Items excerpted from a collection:
————

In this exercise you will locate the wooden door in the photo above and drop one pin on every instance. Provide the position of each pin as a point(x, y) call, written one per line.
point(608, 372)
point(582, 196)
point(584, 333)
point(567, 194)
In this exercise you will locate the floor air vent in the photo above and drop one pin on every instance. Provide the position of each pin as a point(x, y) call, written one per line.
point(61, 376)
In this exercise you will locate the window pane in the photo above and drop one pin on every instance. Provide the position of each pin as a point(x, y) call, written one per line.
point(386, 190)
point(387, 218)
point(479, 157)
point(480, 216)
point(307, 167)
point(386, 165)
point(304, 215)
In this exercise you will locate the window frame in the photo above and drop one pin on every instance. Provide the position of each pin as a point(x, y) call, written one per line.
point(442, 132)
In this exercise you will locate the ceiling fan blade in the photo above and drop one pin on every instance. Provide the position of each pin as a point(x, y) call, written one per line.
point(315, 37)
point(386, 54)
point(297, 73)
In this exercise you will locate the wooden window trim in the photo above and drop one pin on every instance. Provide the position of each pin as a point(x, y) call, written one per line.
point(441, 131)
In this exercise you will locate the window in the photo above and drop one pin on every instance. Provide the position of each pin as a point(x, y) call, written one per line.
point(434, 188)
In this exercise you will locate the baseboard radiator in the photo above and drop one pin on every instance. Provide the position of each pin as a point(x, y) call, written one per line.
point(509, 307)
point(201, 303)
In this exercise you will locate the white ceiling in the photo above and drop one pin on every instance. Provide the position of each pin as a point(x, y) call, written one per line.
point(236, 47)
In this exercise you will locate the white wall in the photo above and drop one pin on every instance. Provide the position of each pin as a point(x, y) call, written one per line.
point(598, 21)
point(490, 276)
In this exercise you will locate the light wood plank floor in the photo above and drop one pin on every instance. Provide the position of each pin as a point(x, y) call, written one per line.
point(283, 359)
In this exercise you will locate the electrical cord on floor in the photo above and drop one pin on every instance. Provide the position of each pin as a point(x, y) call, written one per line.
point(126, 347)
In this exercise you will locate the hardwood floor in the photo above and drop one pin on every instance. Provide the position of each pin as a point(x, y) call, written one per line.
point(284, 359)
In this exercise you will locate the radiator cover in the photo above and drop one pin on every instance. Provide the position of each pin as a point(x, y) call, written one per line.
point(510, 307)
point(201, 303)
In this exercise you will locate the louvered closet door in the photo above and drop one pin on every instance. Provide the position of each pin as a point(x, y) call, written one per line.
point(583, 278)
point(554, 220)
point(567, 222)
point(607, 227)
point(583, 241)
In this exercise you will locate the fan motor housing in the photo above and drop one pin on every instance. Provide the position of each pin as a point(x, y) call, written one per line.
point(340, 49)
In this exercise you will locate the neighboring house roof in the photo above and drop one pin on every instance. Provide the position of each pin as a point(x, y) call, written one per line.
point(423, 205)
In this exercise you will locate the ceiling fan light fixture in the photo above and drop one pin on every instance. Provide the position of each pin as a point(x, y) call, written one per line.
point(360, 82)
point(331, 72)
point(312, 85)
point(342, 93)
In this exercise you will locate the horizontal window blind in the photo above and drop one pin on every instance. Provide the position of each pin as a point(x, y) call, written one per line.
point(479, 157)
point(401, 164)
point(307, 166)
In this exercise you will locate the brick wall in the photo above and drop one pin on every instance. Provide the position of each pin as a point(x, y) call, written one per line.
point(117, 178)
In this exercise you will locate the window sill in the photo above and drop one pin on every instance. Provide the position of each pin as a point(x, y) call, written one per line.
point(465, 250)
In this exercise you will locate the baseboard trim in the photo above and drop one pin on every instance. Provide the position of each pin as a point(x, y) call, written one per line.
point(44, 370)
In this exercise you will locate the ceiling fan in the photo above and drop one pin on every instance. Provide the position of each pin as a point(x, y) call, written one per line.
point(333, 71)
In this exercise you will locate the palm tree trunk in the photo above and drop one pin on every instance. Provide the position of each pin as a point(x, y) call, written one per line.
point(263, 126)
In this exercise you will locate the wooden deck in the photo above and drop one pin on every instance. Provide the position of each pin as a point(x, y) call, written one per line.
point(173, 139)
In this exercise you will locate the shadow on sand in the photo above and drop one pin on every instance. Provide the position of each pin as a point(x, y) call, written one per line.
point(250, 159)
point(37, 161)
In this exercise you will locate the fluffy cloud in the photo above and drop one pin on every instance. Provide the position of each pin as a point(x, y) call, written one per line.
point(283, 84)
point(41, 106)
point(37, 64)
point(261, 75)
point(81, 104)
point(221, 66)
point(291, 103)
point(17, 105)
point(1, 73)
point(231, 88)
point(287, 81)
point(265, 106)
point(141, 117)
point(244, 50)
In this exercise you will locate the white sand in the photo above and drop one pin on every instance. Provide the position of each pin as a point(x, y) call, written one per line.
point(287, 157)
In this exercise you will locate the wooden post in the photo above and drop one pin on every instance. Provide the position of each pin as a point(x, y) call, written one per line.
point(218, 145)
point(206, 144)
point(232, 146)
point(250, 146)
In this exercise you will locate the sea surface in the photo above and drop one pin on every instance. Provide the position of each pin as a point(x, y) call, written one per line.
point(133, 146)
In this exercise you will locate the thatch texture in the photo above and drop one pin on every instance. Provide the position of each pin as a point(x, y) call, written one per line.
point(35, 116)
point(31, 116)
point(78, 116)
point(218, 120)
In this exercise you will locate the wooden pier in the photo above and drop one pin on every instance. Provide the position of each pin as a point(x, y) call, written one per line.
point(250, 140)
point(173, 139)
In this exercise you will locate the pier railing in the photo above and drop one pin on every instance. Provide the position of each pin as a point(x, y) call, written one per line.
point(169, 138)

————

> YOUR TASK
Can you write out every one of the items above, reproducing each line word for word?

> EXERCISE ANSWER
In this exercise you will locate the wooden door in the photo above and drop one pin on every instance. Provide the position of each pin as a point(x, y) call, written one per line.
point(608, 372)
point(582, 196)
point(584, 333)
point(567, 194)
In this exercise you will locate the floor air vent in the photo above and drop one pin on every instance. Provide the position of each pin as a point(x, y) call, written one per line.
point(61, 376)
In this exercise you will locate the window pane in the photo above and drop one pin on every instance. Provide the position of each pin as a point(x, y) call, written one per line.
point(386, 190)
point(387, 218)
point(479, 157)
point(480, 216)
point(307, 167)
point(386, 165)
point(304, 215)
In this exercise you will locate the window frame in the photo above and drop one pin on every instance. Provide the position of each pin as a point(x, y) call, written one per line.
point(442, 132)
In this exercise you will locate the ceiling fan blade in the photo above and drop one pin on every instance. Provide the position of each pin as a point(x, y) call, written one per line.
point(315, 37)
point(386, 54)
point(297, 73)
In this exercise you will locate the wooden window trim in the photo above and drop one pin on every instance. Provide the position of each pin as a point(x, y) call, written one per line.
point(441, 131)
In this exercise you will locate the window in the photo above and drop one pin on every instance. Provide the position of each pin as a point(x, y) call, written one per line.
point(434, 188)
In this exercise you will locate the baseboard radiator in the photo above and drop one pin on every instance. Provide the position of each pin as a point(x, y) call, written one per line.
point(509, 307)
point(201, 303)
In this exercise you will locate the white ceiling in the photo above and drop one pin on every instance. Provide the position of each pin as a point(x, y) call, written one per line.
point(236, 47)
In this exercise you will locate the white wall in the photo above and drop one pin on every instance. Provide the position of each pin as a point(x, y) call, written one per line.
point(598, 21)
point(490, 276)
In this exercise you will locate the light wood plank floor in the photo above and drop one pin on every instance. Provide the position of each pin as a point(x, y) call, written one per line.
point(283, 359)
In this exercise you will locate the electrical cord on floor in the photo above and drop one pin on every instance. Provide the position of each pin as a point(x, y) call, written one per line.
point(126, 347)
In this exercise you will locate the hardwood floor in the photo above and drop one pin on every instance. Provide the position of each pin as a point(x, y) call, written one per line.
point(284, 359)
In this exercise you will locate the radiator cover in the photo above and drop one pin on every instance. Provide the position of each pin as a point(x, y) call, written one per line.
point(510, 307)
point(201, 303)
In this exercise you will locate the louvered closet door in the photo above and drop one pin on every instance. Provide the position of each pin as a point(x, y) call, written one per line.
point(583, 278)
point(554, 220)
point(567, 222)
point(607, 227)
point(583, 241)
In this exercise you will locate the fan motor housing in the photo above and drop one pin on every instance. Provide the position of each pin as a point(x, y) call, written one per line.
point(340, 49)
In this exercise you will locate the neighboring house roof in the photo above and drop one pin on every instance. Provide the position of each pin as a point(x, y) call, written one per line.
point(423, 205)
In this exercise you will locate the ceiling fan light fixture in the photo above and drop one pin on every instance. Provide the position of each pin as a point(x, y) call, written one per line.
point(360, 82)
point(331, 72)
point(312, 85)
point(342, 93)
In this exercise you will locate the horizontal window blind in the photo above and drop one pin on every instance. Provide the position of each pin as a point(x, y) call, written one per line.
point(479, 157)
point(401, 164)
point(307, 166)
In this exercise you will locate the brick wall in the photo above and drop one pin on every instance. Provide the position of each pin as a point(x, y) call, written one per line.
point(117, 178)
In this exercise you will locate the window sill in the photo above and drop one pin on every instance. Provide the position of each pin as a point(x, y) call, written one per line.
point(465, 250)
In this exercise you will locate the baseboard trim in the photo above and drop one pin on every instance. Provide the position of each pin as a point(x, y) call, written one per line.
point(44, 370)
In this exercise you will locate the ceiling fan in the photo above and drop one pin on every instance. Provide the position of each pin as a point(x, y) call, written one per line.
point(333, 71)
In this exercise you will locate the palm tree trunk in the photo above and drop one pin on every instance. Provide the position of each pin as a point(x, y) call, written one per line.
point(263, 126)
In this exercise you will locate the wooden deck in the photo above and drop one pin on every instance. Provide the position of each pin as a point(x, y) call, written one per line.
point(173, 139)
In this exercise you will locate the shadow on sand in the photo above and drop one pin on every instance. Provide the position of each pin as a point(x, y) call, written one per line.
point(250, 159)
point(37, 161)
In this exercise you will locate the fluffy cloud in the photo above and drop one pin on every instance. Provide the position of each pin as a point(x, y) call, written one per line.
point(283, 84)
point(41, 106)
point(37, 64)
point(261, 75)
point(81, 104)
point(221, 66)
point(291, 103)
point(17, 105)
point(1, 73)
point(231, 88)
point(287, 81)
point(265, 106)
point(141, 117)
point(244, 50)
In this exercise you will locate the white sand in the photo above and drop one pin on every instance. Provide the position of each pin as a point(x, y) call, written one per line.
point(287, 157)
In this exercise you will locate the wooden post in the photo above and drop one pin on every instance. Provide the position of each pin as a point(x, y) call, written one per line.
point(218, 145)
point(206, 144)
point(232, 146)
point(250, 146)
In this exercise you will locate the sea surface in the photo above and drop one pin on every instance. Provide the position of each pin as a point(x, y) call, written one per line.
point(133, 146)
In this exercise you will locate the thatch texture in the photo above and drop one pin on every instance. Provide the position of each pin as a point(x, y) call, written one per line.
point(35, 116)
point(31, 116)
point(78, 116)
point(218, 120)
In this exercise you will locate the wooden pier in the photo above and drop one pin on every instance. Provide the position of each pin as a point(x, y) call, written one per line.
point(250, 140)
point(173, 139)
In this exercise you will locate the pier railing in the photo above and drop one pin on every instance. Provide the position of each pin as a point(x, y) call, written one per line.
point(169, 138)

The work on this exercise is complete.